--- Start EXERCISE MATERIALS ---
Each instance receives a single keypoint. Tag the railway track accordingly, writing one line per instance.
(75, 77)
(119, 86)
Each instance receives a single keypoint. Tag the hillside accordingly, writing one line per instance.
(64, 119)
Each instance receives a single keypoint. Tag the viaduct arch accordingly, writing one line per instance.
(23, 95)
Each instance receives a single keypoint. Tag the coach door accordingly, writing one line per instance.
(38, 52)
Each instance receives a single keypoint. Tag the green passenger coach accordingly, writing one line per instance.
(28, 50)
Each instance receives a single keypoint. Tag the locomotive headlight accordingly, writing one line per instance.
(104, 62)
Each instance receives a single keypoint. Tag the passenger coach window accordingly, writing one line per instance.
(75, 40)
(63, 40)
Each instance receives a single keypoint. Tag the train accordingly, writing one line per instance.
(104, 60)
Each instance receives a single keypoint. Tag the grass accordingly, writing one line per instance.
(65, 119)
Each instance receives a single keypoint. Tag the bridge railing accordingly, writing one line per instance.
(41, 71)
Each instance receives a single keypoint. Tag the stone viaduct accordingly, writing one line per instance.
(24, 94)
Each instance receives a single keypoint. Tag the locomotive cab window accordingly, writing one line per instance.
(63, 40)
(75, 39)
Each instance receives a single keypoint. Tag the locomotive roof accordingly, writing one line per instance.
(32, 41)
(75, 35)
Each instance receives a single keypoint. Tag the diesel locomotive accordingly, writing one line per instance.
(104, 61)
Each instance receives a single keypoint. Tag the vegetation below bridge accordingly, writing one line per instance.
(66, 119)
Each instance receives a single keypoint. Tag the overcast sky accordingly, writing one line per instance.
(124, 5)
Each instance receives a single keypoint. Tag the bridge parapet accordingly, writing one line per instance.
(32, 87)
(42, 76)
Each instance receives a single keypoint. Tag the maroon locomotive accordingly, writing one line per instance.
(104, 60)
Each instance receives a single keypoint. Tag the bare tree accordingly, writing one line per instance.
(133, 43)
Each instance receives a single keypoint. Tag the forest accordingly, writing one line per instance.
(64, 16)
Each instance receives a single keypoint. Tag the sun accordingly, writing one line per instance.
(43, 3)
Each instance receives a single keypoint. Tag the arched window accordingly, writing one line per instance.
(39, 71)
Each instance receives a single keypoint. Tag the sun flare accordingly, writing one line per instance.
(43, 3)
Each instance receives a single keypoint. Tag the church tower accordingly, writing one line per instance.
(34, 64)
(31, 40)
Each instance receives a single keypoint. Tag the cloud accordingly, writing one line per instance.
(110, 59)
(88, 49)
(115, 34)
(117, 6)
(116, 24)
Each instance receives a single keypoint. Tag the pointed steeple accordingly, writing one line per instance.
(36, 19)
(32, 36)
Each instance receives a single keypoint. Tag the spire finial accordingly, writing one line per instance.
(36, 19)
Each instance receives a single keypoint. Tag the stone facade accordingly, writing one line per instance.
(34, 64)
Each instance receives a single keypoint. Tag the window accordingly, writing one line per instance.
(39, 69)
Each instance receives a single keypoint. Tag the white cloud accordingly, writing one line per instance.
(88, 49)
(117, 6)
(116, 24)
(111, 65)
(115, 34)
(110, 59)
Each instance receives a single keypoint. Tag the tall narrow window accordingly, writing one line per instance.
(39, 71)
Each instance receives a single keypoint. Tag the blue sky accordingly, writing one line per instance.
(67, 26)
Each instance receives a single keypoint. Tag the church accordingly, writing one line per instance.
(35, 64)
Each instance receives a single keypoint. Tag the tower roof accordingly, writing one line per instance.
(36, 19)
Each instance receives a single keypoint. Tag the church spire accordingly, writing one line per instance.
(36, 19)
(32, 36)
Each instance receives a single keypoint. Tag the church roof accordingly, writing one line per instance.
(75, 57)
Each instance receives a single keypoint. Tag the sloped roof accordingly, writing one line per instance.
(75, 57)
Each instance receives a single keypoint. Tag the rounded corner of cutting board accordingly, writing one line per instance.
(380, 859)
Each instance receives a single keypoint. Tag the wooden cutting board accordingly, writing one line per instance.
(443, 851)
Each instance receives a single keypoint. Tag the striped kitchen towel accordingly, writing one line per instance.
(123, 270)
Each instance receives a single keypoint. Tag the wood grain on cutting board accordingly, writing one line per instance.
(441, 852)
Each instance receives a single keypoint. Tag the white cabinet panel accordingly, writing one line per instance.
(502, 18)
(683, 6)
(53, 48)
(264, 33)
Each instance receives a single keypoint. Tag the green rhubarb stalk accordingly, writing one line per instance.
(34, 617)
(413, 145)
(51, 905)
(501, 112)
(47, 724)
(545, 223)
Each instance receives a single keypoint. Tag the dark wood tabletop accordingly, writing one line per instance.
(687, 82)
--- End EXERCISE MATERIALS ---
_GIVEN INSTRUCTION_. Transcribe the records above exactly as they appear.

_ANSWER IN FULL_.
Each instance receives a single keypoint. Tag the railway track accordingly, writing one line per instance.
(75, 77)
(119, 86)
Each instance receives a single keypoint. Tag the hillside accordingly, writing one line per instance.
(64, 119)
Each instance receives a single keypoint. Tag the viaduct arch accordingly, writing one line per instance.
(23, 95)
Each instance receives a single keypoint. Tag the coach door accordingly, writing one line per instance.
(38, 52)
Each instance receives a single keypoint. Tag the green passenger coach accordingly, writing one line per instance.
(28, 50)
Each instance receives a single keypoint. Tag the locomotive headlight accordingly, writing one line per instance.
(104, 62)
Each instance receives a single keypoint. Tag the passenger coach window accordingly, writing one line per instance.
(75, 40)
(63, 40)
Each instance receives a single keypoint. Tag the train accordingly, writing one line per instance.
(104, 60)
Each instance receives a single keypoint. Tag the grass accordingly, writing one line per instance.
(65, 119)
Each instance receives a single keypoint. Tag the bridge railing accordingly, writing one line per instance.
(41, 71)
Each instance receives a single keypoint. Tag the stone viaduct accordingly, writing one line per instance.
(24, 94)
Each instance receives a single keypoint. Tag the locomotive cab window accordingly, writing one line per instance.
(63, 40)
(75, 39)
Each instance receives a single keypoint. Tag the locomotive roof accordingly, writing one line per instance.
(32, 41)
(75, 35)
Each instance receives a single keypoint. Tag the diesel locomotive accordingly, writing one line per instance.
(104, 61)
Each instance receives a single keypoint. Tag the vegetation below bridge accordingly, writing one line per instance.
(66, 119)
Each instance receives a single keypoint. Tag the overcast sky accordingly, writing one line per instance.
(124, 5)
Each instance receives a single keypoint. Tag the bridge parapet accordingly, writing one line per instance.
(32, 87)
(42, 76)
Each instance receives a single keypoint. Tag the maroon locomotive accordingly, writing one line per instance.
(104, 60)
Each instance receives a single keypoint. Tag the bare tree accordingly, writing one line per instance.
(133, 43)
Each instance receives a single keypoint. Tag the forest accordingly, writing one line per instance.
(64, 16)
Each instance receives a single keypoint. Tag the sun accordingly, writing one line per instance.
(43, 3)
Each instance receives a single keypoint. Tag the arched window accordingly, writing one line per instance.
(39, 71)
Each instance receives a single keypoint. Tag the sun flare accordingly, writing one line per instance.
(43, 3)
Each instance receives a single keypoint. Tag the church tower accordingly, writing one line per instance.
(34, 64)
(31, 40)
Each instance receives a single keypoint. Tag the cloud accordingly, writing one line per instance.
(110, 59)
(88, 49)
(115, 34)
(117, 6)
(116, 24)
Each instance receives a single keypoint. Tag the pointed steeple accordingly, writing one line per instance.
(36, 19)
(32, 36)
Each instance receives a single keypoint. Tag the spire finial accordingly, writing one line per instance.
(36, 19)
Each instance receives a single keypoint. Tag the stone facade accordingly, writing one line per instance.
(34, 64)
Each instance receives a single keypoint. Tag the window accordingly, writing one line per instance.
(39, 69)
Each instance receives a single keypoint. Tag the white cloud accordingly, writing one line per instance.
(88, 49)
(117, 6)
(116, 24)
(111, 65)
(115, 34)
(110, 59)
Each instance receives a single keypoint. Tag the tall narrow window accordingly, writing one line per instance.
(39, 71)
Each instance receives a single keypoint. Tag the blue sky accordingly, writing one line per instance.
(67, 26)
Each instance receives a single keypoint. Tag the church accordingly, writing one line per instance.
(35, 64)
Each instance receives a single keypoint. Tag the tower roof accordingly, writing one line per instance.
(36, 19)
Each instance receives a single keypoint. Tag the church spire accordingly, writing one line per instance.
(36, 19)
(32, 36)
Each instance receives a single keypoint. Tag the church roof accordingly, writing one line per instance.
(75, 57)
Each instance receives a single keypoint. Tag the sloped roof accordingly, writing one line per instance.
(75, 57)
Each instance receives a single keypoint. Tag the rounded corner of cutting board accordingly, writing one line per instance.
(380, 859)
Each instance receives a single keypoint. Tag the wooden cutting board accordingly, writing one line per instance.
(443, 851)
Each instance receives a single keypoint. Tag the striped kitchen towel accordingly, writing one line per instance.
(123, 270)
Each instance receives a single keypoint. Tag the wood grain on cutting board accordingly, writing one line per instance.
(441, 852)
Each instance receives a single keypoint. Tag the white cabinet panel accordingly, writing one line per instance.
(502, 18)
(683, 6)
(53, 48)
(264, 33)
Each instance receives a single keypoint. Tag the green rhubarb stalk accordingly, writing one line per instance.
(34, 617)
(413, 145)
(51, 905)
(501, 112)
(47, 724)
(545, 223)
Each instance receives a single keypoint. Tag the dark wood tabletop accordingly, writing one line per instance.
(687, 82)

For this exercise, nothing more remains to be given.